__Required action__. Every line from the one with "Where can you spot the arched doorway" through the end of the records below should be restated word for word, and nothing outside that span.

++++

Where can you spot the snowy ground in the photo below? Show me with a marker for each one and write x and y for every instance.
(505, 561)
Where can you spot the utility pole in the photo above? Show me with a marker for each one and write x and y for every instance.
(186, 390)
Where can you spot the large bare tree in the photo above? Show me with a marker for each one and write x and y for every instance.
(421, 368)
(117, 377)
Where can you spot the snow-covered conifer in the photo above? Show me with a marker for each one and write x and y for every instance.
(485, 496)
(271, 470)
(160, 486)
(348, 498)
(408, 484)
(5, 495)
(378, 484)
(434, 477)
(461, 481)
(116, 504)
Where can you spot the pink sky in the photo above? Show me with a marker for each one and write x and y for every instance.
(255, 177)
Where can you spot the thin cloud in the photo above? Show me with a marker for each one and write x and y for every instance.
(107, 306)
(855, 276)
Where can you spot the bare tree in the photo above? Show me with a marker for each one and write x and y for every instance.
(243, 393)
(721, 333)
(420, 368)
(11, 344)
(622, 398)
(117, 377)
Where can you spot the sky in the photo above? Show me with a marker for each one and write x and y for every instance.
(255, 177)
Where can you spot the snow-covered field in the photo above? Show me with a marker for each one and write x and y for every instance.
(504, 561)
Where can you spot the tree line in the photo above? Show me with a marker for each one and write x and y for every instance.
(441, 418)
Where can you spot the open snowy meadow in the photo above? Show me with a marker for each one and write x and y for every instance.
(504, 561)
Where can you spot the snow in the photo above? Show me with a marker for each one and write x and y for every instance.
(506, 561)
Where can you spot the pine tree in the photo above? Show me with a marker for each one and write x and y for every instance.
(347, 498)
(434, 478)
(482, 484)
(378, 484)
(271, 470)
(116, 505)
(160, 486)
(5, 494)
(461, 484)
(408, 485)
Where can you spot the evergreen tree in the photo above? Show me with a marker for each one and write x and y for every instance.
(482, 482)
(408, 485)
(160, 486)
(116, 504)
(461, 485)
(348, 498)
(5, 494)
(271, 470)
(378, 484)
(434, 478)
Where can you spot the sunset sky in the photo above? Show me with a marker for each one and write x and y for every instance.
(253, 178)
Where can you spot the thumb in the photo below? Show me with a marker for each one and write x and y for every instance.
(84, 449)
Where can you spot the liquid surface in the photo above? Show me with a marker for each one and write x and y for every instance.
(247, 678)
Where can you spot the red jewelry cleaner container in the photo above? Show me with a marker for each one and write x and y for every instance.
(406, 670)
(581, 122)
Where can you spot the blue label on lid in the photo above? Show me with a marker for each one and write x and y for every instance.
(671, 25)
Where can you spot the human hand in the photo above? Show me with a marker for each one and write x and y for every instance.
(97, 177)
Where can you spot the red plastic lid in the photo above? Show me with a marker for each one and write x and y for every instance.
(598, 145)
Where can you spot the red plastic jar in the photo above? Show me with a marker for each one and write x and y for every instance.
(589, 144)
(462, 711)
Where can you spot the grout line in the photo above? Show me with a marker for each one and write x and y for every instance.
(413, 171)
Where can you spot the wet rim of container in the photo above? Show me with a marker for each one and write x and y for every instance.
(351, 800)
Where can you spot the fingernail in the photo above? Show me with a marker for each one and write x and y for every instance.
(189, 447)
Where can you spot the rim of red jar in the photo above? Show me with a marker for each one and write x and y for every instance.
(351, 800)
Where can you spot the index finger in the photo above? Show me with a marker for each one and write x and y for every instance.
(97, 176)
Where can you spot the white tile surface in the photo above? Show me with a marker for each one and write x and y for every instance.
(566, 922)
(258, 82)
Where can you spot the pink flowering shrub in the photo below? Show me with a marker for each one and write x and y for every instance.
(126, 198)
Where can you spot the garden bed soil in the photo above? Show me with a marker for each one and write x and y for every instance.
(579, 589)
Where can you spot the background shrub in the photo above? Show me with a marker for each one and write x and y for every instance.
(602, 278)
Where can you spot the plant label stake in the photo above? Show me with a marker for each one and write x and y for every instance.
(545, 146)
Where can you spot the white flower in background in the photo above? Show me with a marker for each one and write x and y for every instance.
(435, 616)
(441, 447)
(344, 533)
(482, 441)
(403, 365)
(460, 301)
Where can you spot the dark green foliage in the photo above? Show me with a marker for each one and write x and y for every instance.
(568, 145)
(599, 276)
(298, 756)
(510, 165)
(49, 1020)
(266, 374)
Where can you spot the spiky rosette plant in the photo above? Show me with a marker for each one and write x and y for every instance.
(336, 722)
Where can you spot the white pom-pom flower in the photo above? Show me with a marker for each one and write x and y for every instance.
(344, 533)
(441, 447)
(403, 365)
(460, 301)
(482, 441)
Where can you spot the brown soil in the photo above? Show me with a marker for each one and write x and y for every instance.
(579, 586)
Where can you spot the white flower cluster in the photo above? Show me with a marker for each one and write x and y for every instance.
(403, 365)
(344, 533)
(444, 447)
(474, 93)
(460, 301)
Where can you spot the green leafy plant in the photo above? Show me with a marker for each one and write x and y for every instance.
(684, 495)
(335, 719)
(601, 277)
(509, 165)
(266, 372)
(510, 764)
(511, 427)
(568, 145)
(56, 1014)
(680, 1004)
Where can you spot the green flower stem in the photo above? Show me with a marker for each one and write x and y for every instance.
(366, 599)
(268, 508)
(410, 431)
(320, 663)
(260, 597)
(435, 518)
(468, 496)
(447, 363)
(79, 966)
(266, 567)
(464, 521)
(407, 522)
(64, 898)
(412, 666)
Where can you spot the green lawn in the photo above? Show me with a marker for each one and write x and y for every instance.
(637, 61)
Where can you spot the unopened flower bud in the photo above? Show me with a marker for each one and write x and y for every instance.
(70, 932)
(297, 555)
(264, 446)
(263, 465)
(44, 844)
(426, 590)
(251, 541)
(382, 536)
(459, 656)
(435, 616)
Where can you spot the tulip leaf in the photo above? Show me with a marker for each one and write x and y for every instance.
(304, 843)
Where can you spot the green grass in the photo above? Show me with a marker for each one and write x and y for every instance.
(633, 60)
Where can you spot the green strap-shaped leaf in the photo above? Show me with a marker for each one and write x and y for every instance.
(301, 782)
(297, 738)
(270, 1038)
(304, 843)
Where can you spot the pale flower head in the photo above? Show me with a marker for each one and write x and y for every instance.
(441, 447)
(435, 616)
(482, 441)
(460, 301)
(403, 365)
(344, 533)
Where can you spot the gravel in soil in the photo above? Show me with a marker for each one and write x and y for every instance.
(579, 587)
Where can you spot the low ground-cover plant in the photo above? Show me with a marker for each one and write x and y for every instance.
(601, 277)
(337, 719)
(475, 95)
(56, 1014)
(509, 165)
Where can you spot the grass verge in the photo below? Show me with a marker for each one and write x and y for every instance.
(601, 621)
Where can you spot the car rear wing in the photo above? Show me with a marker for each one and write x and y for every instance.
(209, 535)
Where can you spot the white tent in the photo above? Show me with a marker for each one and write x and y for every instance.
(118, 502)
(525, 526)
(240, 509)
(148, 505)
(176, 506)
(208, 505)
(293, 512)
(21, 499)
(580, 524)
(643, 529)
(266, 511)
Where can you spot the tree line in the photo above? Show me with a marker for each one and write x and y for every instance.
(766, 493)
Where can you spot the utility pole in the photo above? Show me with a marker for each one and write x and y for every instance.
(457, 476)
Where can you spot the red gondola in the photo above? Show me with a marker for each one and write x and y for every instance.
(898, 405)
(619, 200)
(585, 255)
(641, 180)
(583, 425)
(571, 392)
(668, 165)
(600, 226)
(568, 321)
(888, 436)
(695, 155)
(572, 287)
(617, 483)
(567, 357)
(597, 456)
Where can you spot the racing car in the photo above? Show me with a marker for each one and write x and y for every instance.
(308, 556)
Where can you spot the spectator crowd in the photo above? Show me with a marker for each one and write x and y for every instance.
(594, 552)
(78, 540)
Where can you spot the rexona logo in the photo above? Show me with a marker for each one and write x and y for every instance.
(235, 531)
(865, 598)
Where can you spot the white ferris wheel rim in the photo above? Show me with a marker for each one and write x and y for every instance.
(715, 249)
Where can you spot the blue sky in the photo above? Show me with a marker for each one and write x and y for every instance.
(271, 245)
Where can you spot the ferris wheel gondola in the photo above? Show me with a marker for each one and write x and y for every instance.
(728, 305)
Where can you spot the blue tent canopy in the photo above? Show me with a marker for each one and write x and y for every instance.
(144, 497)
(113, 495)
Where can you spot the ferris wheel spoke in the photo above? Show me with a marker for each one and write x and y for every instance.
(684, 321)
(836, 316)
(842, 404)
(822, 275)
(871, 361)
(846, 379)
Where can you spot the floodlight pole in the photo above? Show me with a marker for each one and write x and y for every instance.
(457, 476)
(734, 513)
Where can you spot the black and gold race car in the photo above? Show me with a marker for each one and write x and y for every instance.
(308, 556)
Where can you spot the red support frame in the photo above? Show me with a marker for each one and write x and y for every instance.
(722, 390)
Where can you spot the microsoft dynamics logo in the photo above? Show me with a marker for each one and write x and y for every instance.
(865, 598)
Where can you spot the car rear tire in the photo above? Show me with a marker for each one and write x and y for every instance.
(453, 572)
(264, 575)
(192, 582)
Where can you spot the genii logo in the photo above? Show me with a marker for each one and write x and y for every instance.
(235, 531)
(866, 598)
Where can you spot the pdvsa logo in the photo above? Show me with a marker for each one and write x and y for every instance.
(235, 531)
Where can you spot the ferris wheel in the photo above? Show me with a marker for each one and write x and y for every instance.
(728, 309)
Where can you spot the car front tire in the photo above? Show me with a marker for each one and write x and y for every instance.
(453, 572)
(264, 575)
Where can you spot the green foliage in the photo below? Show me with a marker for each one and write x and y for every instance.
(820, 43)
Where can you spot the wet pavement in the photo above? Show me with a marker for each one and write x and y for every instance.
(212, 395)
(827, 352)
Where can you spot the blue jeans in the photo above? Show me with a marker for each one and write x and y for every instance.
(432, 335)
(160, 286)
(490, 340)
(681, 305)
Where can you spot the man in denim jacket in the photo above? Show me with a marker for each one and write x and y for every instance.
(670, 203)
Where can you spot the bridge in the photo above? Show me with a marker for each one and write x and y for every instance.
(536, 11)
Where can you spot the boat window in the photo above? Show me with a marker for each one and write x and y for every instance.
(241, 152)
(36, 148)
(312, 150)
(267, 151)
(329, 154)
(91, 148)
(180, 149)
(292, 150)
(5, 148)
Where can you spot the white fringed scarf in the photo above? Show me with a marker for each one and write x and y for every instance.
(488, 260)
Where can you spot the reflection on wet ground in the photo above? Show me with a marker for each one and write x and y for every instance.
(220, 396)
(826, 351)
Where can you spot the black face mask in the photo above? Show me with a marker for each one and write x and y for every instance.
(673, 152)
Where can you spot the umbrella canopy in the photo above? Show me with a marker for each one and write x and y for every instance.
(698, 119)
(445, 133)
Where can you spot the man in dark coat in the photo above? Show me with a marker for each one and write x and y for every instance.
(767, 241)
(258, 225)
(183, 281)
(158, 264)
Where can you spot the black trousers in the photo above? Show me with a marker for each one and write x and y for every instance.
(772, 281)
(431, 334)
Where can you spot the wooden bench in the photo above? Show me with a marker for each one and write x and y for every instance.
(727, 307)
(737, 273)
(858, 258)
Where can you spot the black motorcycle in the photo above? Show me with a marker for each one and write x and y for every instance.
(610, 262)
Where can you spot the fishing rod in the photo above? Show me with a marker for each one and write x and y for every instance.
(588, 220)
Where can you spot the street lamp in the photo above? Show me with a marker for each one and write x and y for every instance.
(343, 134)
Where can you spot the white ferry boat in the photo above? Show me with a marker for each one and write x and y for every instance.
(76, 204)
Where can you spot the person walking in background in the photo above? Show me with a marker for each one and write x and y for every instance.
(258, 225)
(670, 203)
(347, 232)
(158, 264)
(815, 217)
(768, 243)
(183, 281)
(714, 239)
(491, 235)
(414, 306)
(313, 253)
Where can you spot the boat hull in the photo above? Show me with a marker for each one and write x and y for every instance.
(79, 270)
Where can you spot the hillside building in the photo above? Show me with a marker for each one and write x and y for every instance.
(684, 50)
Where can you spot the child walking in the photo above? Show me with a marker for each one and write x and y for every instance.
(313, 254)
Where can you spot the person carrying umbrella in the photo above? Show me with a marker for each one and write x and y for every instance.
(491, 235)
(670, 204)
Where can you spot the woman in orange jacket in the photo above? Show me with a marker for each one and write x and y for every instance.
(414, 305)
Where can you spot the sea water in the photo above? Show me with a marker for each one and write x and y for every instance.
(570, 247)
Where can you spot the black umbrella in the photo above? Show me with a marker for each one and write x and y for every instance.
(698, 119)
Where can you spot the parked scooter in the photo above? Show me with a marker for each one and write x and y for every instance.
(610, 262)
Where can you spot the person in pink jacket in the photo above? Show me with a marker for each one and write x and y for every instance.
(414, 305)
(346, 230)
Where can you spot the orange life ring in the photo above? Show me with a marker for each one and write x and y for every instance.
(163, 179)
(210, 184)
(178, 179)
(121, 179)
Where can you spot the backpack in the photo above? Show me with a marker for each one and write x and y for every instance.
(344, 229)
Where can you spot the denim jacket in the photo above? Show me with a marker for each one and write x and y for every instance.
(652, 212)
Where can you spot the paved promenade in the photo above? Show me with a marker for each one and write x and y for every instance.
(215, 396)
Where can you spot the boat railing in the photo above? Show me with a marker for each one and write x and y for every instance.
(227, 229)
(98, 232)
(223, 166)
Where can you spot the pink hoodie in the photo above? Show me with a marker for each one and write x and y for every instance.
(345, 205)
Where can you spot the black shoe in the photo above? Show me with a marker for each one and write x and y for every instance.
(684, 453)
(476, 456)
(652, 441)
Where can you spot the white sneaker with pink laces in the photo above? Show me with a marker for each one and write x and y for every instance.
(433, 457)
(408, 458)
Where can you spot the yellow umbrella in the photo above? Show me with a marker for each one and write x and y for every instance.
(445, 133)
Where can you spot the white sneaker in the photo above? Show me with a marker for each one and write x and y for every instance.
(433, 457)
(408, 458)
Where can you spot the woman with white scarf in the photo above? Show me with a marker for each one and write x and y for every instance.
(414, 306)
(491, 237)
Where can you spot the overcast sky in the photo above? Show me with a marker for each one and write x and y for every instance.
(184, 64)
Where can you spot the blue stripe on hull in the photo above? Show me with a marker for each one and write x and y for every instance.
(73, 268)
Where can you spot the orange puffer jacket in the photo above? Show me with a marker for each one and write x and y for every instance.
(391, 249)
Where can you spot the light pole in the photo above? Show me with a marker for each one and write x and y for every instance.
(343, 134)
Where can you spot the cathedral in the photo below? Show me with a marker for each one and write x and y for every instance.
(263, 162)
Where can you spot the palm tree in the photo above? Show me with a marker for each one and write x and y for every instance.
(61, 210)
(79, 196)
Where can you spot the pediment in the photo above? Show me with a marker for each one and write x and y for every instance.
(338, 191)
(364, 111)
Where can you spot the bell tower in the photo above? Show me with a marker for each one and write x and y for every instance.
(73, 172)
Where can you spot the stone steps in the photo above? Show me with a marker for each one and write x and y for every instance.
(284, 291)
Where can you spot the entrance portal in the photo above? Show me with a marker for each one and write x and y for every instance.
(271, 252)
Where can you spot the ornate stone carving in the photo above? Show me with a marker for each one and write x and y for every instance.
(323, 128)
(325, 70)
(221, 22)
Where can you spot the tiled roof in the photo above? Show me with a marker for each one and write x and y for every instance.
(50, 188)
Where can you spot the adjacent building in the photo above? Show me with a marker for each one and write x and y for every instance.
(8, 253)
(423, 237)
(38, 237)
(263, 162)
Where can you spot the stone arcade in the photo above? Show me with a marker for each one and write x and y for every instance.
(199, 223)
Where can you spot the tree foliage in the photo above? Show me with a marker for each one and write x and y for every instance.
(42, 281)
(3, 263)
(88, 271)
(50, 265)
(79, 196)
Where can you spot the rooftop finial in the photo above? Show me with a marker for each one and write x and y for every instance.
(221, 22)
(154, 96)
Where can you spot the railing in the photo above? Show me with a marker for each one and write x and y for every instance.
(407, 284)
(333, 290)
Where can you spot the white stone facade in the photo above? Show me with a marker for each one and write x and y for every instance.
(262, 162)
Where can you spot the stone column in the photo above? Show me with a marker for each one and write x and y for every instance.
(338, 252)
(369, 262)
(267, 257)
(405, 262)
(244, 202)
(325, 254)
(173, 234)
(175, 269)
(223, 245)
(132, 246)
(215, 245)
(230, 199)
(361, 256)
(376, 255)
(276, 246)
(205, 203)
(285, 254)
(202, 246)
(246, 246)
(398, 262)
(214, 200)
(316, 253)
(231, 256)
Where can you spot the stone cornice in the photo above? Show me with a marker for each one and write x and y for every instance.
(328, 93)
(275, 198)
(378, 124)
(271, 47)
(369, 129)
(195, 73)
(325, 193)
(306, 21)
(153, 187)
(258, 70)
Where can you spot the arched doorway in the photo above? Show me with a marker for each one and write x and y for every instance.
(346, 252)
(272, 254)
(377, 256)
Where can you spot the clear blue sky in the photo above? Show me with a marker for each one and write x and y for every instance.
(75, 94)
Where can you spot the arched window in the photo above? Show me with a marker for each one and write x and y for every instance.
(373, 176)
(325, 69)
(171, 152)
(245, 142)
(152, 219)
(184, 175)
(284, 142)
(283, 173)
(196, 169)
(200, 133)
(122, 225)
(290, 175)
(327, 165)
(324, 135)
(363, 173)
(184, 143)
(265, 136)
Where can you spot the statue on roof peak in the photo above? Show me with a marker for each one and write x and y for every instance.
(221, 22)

++++

__Task output__.
Where can you spot the arched doorway in the photo above? Show me with a marker for each one and write x and y for every instance.
(346, 252)
(272, 254)
(377, 256)
Where can you spot the clear blue sky in the photo above? Show me with a marker for each one and write x and y for every instance.
(75, 94)
Where can you spot the arched window in the photo above? Show me with a marker for each one and write x and y for every instance.
(373, 176)
(325, 69)
(171, 152)
(245, 142)
(152, 219)
(184, 175)
(284, 142)
(283, 173)
(196, 169)
(200, 133)
(122, 225)
(290, 175)
(327, 165)
(324, 135)
(363, 173)
(184, 143)
(265, 136)
Where can you spot the statue on roof peak in the photo above? Show me with a marker for each one and write x and y for every instance.
(221, 22)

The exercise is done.